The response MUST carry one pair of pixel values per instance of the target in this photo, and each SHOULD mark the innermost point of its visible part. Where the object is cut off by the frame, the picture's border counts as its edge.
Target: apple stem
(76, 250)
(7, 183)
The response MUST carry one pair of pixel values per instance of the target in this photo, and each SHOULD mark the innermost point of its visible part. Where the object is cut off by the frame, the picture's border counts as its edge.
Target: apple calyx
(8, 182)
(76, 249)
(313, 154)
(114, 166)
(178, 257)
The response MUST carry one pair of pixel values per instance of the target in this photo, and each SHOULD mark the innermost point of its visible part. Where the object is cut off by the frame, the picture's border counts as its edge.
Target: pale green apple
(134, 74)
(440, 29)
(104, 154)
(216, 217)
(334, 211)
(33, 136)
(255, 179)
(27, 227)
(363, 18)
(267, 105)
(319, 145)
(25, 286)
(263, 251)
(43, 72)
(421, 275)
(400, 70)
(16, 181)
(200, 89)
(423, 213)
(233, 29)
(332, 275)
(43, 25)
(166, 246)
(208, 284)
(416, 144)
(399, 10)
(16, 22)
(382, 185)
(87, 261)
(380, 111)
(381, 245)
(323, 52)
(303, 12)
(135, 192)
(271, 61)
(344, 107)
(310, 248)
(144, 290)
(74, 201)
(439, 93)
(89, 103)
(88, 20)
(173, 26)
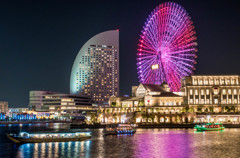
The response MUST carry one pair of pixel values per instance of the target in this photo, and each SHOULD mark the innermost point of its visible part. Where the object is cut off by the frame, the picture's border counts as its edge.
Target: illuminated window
(196, 92)
(207, 91)
(206, 82)
(224, 91)
(229, 91)
(191, 92)
(234, 91)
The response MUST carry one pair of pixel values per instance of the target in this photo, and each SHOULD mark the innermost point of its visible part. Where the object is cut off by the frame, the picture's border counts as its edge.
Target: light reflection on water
(146, 143)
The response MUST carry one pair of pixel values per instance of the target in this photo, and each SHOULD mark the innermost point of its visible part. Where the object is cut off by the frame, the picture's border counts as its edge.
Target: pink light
(176, 48)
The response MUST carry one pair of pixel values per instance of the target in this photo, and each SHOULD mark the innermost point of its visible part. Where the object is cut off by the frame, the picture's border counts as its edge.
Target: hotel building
(95, 72)
(59, 103)
(3, 107)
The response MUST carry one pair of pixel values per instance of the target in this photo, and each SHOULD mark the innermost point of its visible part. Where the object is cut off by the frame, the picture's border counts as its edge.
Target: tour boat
(120, 129)
(210, 127)
(25, 137)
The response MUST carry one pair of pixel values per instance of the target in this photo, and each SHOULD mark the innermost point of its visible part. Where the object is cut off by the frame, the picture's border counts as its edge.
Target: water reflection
(56, 149)
(145, 143)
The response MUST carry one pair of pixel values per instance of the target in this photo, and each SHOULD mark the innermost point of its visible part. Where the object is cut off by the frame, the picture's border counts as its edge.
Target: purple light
(168, 40)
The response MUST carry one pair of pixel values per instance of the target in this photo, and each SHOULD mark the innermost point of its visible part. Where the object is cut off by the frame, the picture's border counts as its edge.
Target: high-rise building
(3, 106)
(59, 103)
(95, 72)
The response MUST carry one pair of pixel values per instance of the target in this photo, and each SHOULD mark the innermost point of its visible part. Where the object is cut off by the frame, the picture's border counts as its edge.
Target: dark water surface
(146, 143)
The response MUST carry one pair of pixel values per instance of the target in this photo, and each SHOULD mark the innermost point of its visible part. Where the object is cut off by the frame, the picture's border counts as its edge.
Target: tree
(115, 117)
(114, 104)
(141, 103)
(233, 108)
(199, 109)
(206, 110)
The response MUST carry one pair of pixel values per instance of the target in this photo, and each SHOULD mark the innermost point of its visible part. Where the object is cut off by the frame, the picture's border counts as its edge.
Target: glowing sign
(156, 66)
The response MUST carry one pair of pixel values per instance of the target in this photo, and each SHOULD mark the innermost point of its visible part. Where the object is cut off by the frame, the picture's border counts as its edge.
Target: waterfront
(145, 143)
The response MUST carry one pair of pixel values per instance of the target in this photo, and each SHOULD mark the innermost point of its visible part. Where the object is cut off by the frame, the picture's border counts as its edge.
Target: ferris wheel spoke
(168, 41)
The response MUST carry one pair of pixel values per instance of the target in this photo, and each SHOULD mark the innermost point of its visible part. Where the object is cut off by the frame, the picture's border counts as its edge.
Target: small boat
(210, 127)
(25, 137)
(120, 129)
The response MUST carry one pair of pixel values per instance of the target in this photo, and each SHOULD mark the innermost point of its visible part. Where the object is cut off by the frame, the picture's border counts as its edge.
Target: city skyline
(95, 71)
(38, 49)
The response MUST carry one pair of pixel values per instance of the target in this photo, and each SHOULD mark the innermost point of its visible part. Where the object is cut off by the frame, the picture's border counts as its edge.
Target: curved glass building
(95, 72)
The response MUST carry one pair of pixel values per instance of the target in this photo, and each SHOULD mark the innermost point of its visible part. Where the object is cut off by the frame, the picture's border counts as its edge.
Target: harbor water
(146, 143)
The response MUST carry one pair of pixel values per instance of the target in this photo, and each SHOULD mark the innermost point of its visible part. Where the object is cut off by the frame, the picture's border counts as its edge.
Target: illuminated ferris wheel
(167, 47)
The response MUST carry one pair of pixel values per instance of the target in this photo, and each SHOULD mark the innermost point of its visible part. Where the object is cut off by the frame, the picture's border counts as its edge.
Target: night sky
(39, 40)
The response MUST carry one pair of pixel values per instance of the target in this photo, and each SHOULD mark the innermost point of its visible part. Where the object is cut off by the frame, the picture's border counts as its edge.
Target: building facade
(150, 104)
(213, 97)
(59, 103)
(203, 98)
(3, 107)
(95, 72)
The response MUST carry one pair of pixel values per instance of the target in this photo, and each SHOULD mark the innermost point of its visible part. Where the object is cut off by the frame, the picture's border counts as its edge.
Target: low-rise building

WORK INSTRUCTION
The records above must be copied exactly, with no pictures carried over.

ANSWER BOX
The response MUST carry one pair of pixel values per instance of the target in this photo, and each SHOULD mark the innermost point of its visible part. Where the object is cut off by the frame, the picture's border counts as its edge.
Target: apple stem
(76, 250)
(7, 183)
The response MUST carry one pair of pixel values per instance of the target in this photo, and each SHOULD mark the innermost point of its visible part. Where the object is cut off by the frame, the picture's border counts as its edge.
Target: apple calyx
(8, 182)
(76, 249)
(313, 154)
(114, 166)
(178, 257)
The response MUST carry one pair of pixel values per instance of the target in this photo, and each SHOULD mark the innermost point of its visible part. Where the object is cut off by the frame, the picture's border counts as its edge.
Target: pale green apple
(134, 74)
(440, 29)
(104, 154)
(216, 217)
(334, 211)
(33, 136)
(255, 179)
(27, 227)
(363, 18)
(267, 105)
(319, 145)
(25, 286)
(263, 251)
(43, 72)
(421, 275)
(400, 70)
(16, 181)
(200, 89)
(423, 213)
(233, 29)
(332, 275)
(43, 25)
(166, 246)
(208, 284)
(416, 144)
(399, 10)
(16, 22)
(382, 185)
(87, 261)
(380, 111)
(381, 245)
(323, 52)
(303, 12)
(135, 192)
(271, 61)
(344, 107)
(310, 248)
(144, 290)
(74, 201)
(439, 93)
(89, 103)
(88, 20)
(173, 26)
The response MUST carry one pair of pixel values per instance of the target in this photo, and each SHOULD mark the innermost point of its visible part. Where the object is cut off by the frame, the picture's border counts as its edge.
Target: illuminated window
(196, 92)
(207, 91)
(206, 82)
(224, 91)
(229, 91)
(191, 92)
(234, 91)
The response MUST carry one pair of pixel values per instance of the target in this photo, and each SHOULD mark the innermost point of its visible part. Where the object is cut off by the frame, the picture's border counts as its edge.
Target: light reflection on water
(146, 143)
The response MUST carry one pair of pixel values per instance of the target in this photo, and each SHOULD mark the innermost point of its visible part. Where the object is cut off by the frame, the picture's border counts as its edge.
Target: pink light
(176, 48)
The response MUST carry one pair of pixel values per instance of the target in this photo, and each SHOULD mark the innermost point of its visible part. Where the object is cut off by the frame, the picture's border counts as its edge.
Target: hotel building
(95, 72)
(59, 103)
(3, 107)
The response MUST carry one pair of pixel values per instance of the target in this photo, and each SHOULD mark the innermost point of its visible part. Where the object is cut off by the frame, the picture's border counts as its edge.
Target: tour boat
(120, 129)
(210, 127)
(25, 137)
The response MUST carry one pair of pixel values per instance of the target in this photo, and each SHOULD mark the innermost point of its visible part. Where the object is cut off by the frame, the picture's border counts as its edge.
Target: water reflection
(56, 149)
(145, 143)
The response MUST carry one pair of pixel values per instance of the target in this photo, and each SHOULD mark the innermost point of its visible part. Where the object is cut off by the frame, the picture's border counts as its edge.
Target: purple light
(168, 40)
The response MUST carry one pair of pixel values per instance of the target in this photo, and each SHOULD mark the innermost point of its visible part. Where the object is cut off by the frame, the picture's border counts as its edge.
Target: high-rise building
(3, 106)
(59, 103)
(95, 72)
The response MUST carry one pair of pixel values per instance of the target in this photo, and each SHOULD mark the innermost point of its visible part. Where the object is cut off by the frame, the picture's border counts as its edge.
Target: dark water surface
(146, 143)
The response MUST carry one pair of pixel values per instance of the target in this photo, and each SHOULD mark the innermost point of its visible part. Where the object is cut off by the frame, the picture's border counts as its edge.
Target: tree
(115, 117)
(114, 104)
(141, 103)
(233, 108)
(199, 109)
(206, 110)
The response MUST carry one pair of pixel values per instance of the target in this photo, and each SHOULD mark the innermost point of its visible part. Where the object is cut off by the frame, the picture's border counts as its edge.
Target: glowing sign
(156, 66)
The response MUST carry one pair of pixel values per instance of the target in this photo, and each SHOULD mark the innermost point of its visible part. Where the object is cut off by the frame, the picture's border counts as its edge.
Target: waterfront
(145, 143)
The response MUST carry one pair of pixel values per instance of the target in this photo, and each SHOULD mark the innermost point of its visible part. Where the object is cut off by the frame, the picture's border counts as its edge.
Target: ferris wheel spoke
(168, 41)
The response MUST carry one pair of pixel values per instance of the target in this photo, and each SHOULD mark the innermost point of its visible part. Where the object is cut off by the frame, the picture's border counts as its edge.
Target: small boat
(210, 127)
(25, 137)
(120, 129)
The response MUST carry one pair of pixel values per instance of the target in this photo, and each SHOULD mark the innermost point of its visible part. Where the object is cut off by the frame, the picture's border counts as its edge.
Target: city skyline
(95, 71)
(38, 49)
The response MUST carry one pair of pixel values per instance of the target in this photo, and each SHOULD mark the innermost point of its visible part. Where the object is cut off by the frame, the picture's border counts as its edge.
Target: curved glass building
(95, 72)
The response MUST carry one pair of pixel values per instance of the target in this photo, and each SHOULD mark the innermost point of its visible part. Where the object is cut off by the frame, the picture's border counts as its edge.
Target: harbor water
(146, 143)
The response MUST carry one pair of pixel values per instance of the target in this photo, and each SHOULD mark the innermost point of its visible part. Where the object is cut off by the frame, the picture's border counts as its edge.
Target: illuminated ferris wheel
(167, 47)
The response MUST carry one pair of pixel values per instance of the target in this photo, and each SHOULD mark the innermost point of its visible part. Where the object is cut off by the frame, the picture's border counts as its edge.
Target: night sky
(39, 40)
The response MUST carry one pair of pixel values per instance of the target in this photo, and each SHOULD mark the innermost point of its visible part. Where the object is cut off by the frame, the picture's border counts as its edge.
Target: building facade
(150, 104)
(213, 97)
(59, 103)
(203, 98)
(3, 107)
(95, 72)
The response MUST carry one pair of pixel values per instance of the target in this photo, and each SHOULD mark the innermost point of its visible part. Where the object is cut off by the frame, the picture's border counts as its edge.
Target: low-rise building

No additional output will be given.